## 节选
--------------------------------------------------

B树节点发生分裂,合并,删除都会引发锁的变化。锁迁移的原则是,B数结构变化前后,锁住的范围保证不变。
我们通过例子来说明
节点分裂
假设原节点A(infimum,1,3,supremum) 向右分裂为B(infimum,1,supremum), C(infimum,3,supremum)两个节点
infimum为节点中虚拟的最小记录,supremum为节点中虚拟的最大记录
假设原节点A上锁为3上LOCK_S|LOCK_ORIDNARY,supremum为LOCK_S|LOCK_GAP,实际锁住了(1~)
锁迁移过程大致为:
1)将3上的gap锁迁移到C节点3上
2)将A上supremum迁移继承到C的supremum上
3)将C上最小记录3的锁迁移继承到B的supremum上
迁移完成后锁的情况如下(lock_update_split_right)
B节点:suprmum LOCK_S|LOCK_GAP
C节点:3 LOCK_S|LOCK_ORINARY, suprmum LOCK_S|GAP
迁移后仍然锁住了范围(1~)

--------------------------------------------------

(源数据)
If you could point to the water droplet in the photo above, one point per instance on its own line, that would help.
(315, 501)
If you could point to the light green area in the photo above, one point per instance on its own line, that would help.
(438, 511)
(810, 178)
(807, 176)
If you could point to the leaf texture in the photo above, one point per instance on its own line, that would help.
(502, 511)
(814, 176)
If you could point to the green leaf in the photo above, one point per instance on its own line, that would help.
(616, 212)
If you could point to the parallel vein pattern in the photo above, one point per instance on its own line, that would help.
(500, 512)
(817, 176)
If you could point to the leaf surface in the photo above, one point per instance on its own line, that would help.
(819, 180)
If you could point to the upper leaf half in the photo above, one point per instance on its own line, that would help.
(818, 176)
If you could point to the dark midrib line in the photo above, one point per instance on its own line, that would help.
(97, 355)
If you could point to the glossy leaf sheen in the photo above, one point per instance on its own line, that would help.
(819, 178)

--------------------------------------------------

## 练习要求
按顺序列出节选所述节点分裂时锁迁移过程的全部步骤。

## 完成答案
1)将3上的gap锁迁移到C节点3上
2)将A上supremum迁移继承到C的supremum上
3)将C上最小记录3的锁迁移继承到B的supremum上